Tasks to perform =>
1/ Please rewrite the paragraph in the HIV testing post that begins "Definitely not directed at anyone" as a short bulleted list that keeps its main facts.
2/ In the HIV testing post, how long does the standard antibody test take?
3/ From the HIV testing post, reproduce word for word everything from "It also depends" down to "takes 3-6 months.".

Excerpt =>
ORIGINAL: SeekingTrinity

~FRing it~

Definitely not directed at anyone, but something I thought of as I was reading this thread. I'm speaking from only an experience of testing people for HIV. But I think this is good to keep in mind. You could go with your partner today to get tested. The test works by detecting the presence of antibodies. Seroconversion takes time though. Your partner could test clean for HIV at the test with you, but still be infected with HIV from an unprotected sex encounter that occurred within the window period while antibody level was still too low to be picked up by the test. I can't begin to tell you how many folks came in to get tested for HIV or Hep C because of something that happened the night before. I will test them, but if it's negative...I have to explain that they need to come back and be retested in a few months. Sadly the follow up test in a few months can end up positive.

I guess what I'm saying is please don't be lulled into a false sense of security with a test result.

I don't think someone should have to disclose in their profile that they have an STD, but I believe they have an obligation to disclose this to a potential sexual partner.


It also depends on the test. I knew the DNA test was quick while the standard test was not. So I looked it up (http://www.hiv.va.gov/patient/faqs/DNA-HIV-test-accuracy.asp) -- HIV DNA test takes 7-10 days, call it 14 to be safe, and the standard antibody test takes 3-6 months.

Information supplied =>
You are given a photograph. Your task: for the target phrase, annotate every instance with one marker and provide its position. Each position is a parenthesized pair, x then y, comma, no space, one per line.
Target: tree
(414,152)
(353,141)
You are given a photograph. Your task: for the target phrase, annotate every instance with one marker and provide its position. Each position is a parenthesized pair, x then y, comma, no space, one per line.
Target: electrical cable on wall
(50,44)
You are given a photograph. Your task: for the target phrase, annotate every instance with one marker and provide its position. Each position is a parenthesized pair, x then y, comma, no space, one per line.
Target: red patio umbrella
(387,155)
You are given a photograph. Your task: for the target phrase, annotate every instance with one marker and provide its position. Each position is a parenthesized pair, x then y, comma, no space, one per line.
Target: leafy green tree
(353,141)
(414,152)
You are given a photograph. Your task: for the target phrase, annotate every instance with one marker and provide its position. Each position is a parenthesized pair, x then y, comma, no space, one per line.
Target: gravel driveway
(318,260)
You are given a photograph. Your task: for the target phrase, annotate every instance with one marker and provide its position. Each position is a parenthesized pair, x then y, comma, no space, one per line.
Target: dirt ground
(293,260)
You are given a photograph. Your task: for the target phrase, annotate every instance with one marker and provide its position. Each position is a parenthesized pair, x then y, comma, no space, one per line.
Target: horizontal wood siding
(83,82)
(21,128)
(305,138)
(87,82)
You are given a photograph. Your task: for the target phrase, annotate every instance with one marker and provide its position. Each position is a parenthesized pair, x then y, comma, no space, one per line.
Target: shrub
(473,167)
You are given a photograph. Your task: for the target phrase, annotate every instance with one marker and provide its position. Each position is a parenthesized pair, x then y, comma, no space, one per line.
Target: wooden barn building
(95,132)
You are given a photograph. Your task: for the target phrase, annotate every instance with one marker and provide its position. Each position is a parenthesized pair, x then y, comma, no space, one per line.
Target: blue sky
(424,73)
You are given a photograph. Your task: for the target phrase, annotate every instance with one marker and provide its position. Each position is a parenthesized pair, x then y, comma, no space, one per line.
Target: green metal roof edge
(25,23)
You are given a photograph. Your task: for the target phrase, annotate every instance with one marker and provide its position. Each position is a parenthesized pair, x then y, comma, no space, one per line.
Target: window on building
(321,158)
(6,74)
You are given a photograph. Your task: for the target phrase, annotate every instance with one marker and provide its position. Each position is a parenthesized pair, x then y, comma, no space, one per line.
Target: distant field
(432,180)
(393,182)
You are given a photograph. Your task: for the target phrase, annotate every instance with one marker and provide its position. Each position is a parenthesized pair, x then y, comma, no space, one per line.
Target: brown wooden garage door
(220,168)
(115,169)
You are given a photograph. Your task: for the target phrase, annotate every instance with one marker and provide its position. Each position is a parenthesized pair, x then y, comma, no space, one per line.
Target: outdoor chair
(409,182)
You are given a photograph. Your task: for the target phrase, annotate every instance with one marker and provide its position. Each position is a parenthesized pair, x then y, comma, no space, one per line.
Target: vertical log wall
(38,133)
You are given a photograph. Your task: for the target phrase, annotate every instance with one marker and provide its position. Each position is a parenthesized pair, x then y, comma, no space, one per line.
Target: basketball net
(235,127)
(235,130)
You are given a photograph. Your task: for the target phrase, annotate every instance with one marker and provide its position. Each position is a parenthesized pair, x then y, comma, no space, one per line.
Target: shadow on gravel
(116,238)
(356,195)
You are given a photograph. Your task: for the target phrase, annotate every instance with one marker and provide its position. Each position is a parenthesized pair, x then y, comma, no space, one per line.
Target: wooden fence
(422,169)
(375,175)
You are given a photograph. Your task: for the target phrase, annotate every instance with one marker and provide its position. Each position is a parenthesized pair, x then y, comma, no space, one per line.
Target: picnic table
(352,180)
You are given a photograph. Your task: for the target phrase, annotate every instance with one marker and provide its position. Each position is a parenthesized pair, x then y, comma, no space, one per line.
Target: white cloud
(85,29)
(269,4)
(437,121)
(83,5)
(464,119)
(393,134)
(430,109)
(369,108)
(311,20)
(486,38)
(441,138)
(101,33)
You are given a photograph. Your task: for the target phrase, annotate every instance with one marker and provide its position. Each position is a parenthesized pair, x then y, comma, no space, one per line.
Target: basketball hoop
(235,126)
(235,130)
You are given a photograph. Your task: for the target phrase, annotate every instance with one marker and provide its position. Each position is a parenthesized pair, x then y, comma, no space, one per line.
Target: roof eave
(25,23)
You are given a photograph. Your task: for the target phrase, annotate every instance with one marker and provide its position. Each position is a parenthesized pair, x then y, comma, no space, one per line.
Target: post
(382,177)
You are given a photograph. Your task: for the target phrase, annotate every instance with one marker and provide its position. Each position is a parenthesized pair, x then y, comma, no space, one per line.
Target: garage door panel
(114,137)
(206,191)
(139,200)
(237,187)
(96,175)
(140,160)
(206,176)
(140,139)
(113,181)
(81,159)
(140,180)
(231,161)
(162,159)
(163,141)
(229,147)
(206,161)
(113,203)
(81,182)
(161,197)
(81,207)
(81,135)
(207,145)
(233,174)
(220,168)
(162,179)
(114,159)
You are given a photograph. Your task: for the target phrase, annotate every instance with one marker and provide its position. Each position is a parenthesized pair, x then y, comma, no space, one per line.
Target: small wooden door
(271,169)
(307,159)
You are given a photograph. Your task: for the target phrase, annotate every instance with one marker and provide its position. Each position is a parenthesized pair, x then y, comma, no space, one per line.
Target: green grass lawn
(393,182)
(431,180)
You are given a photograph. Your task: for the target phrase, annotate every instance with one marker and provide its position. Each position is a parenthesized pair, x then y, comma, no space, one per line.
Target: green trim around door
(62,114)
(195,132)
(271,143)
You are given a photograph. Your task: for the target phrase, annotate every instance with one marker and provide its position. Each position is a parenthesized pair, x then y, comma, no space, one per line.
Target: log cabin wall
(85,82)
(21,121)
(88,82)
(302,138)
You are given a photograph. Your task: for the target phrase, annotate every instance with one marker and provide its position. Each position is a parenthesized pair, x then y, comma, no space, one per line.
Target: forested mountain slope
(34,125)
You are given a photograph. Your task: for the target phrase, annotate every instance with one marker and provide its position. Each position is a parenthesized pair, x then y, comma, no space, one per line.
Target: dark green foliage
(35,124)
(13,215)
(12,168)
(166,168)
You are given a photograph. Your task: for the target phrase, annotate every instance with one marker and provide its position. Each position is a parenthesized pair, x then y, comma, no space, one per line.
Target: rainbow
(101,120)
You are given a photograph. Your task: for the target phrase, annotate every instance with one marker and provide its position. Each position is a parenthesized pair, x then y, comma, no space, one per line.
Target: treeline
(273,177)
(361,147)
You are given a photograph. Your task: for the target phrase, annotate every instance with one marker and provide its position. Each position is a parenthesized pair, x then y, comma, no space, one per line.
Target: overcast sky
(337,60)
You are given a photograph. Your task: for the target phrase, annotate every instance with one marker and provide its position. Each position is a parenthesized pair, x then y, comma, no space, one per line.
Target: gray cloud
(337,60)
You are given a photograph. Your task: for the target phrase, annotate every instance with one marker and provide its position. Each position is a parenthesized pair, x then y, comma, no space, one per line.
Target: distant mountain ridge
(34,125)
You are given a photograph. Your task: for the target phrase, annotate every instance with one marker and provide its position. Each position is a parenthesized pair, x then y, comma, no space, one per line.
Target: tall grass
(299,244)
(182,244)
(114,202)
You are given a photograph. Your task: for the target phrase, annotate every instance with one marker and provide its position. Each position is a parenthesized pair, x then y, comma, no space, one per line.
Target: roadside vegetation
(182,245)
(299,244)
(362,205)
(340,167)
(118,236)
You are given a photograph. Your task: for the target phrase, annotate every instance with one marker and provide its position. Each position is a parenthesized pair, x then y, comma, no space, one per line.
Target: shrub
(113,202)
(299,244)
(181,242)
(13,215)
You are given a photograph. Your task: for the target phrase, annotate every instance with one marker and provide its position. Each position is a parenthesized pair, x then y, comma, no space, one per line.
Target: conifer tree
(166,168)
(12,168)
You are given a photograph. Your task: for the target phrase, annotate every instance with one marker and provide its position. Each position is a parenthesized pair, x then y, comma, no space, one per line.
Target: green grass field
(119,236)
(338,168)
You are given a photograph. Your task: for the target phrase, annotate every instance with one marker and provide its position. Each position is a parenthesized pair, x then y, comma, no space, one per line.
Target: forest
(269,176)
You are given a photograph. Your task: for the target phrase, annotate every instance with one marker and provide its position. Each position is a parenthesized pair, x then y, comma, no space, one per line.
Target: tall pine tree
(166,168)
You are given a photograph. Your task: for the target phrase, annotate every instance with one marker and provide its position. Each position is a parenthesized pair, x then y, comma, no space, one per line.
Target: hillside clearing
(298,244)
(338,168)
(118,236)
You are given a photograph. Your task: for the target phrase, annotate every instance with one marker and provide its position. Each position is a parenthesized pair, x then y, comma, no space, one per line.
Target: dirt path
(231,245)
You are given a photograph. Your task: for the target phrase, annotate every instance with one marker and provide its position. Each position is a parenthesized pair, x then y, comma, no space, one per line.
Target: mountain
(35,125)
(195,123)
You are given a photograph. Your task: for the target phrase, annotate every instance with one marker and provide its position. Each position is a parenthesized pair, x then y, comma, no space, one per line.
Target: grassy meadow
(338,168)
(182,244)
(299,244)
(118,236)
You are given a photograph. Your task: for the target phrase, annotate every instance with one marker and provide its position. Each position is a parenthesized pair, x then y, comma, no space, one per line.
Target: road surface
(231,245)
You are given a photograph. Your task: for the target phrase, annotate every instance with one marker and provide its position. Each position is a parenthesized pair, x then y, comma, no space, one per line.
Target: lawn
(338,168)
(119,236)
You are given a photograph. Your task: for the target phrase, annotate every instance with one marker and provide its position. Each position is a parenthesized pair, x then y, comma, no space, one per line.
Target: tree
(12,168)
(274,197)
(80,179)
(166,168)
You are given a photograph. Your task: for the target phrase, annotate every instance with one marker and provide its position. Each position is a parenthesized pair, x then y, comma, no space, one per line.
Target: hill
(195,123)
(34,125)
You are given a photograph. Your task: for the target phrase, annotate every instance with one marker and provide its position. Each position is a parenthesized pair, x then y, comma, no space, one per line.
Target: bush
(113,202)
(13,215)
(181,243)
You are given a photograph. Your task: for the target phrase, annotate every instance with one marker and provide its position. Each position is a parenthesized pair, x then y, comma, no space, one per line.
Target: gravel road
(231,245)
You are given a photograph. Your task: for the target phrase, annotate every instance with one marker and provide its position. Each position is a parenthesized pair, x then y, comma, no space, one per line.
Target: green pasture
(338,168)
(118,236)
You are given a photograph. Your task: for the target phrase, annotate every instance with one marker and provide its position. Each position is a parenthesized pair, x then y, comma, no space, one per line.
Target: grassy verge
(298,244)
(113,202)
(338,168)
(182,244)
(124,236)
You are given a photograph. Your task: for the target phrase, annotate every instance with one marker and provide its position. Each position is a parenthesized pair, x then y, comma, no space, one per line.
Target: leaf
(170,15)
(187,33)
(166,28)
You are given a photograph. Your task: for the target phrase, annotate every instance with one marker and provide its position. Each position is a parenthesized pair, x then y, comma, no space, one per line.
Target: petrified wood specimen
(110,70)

Results for each task =>
1/
- The writer speaks from experience testing people for HIV.
- The test works by detecting antibodies, but seroconversion takes time.
- A partner could test clean yet still be infected from an unprotected encounter within the window period, while antibody levels are still too low to show up.
- Many people came in for HIV or Hep C tests because of something that happened the night before.
- After a negative result, the writer has to tell them to come back for a retest in a few months.
- That follow-up test can turn out positive.

2/ 3-6 months.

3/
It also depends on the test. I knew the DNA test was quick while the standard test was not. So I looked it up (http://www.hiv.va.gov/patient/faqs/DNA-HIV-test-accuracy.asp) -- HIV DNA test takes 7-10 days, call it 14 to be safe, and the standard antibody test takes 3-6 months.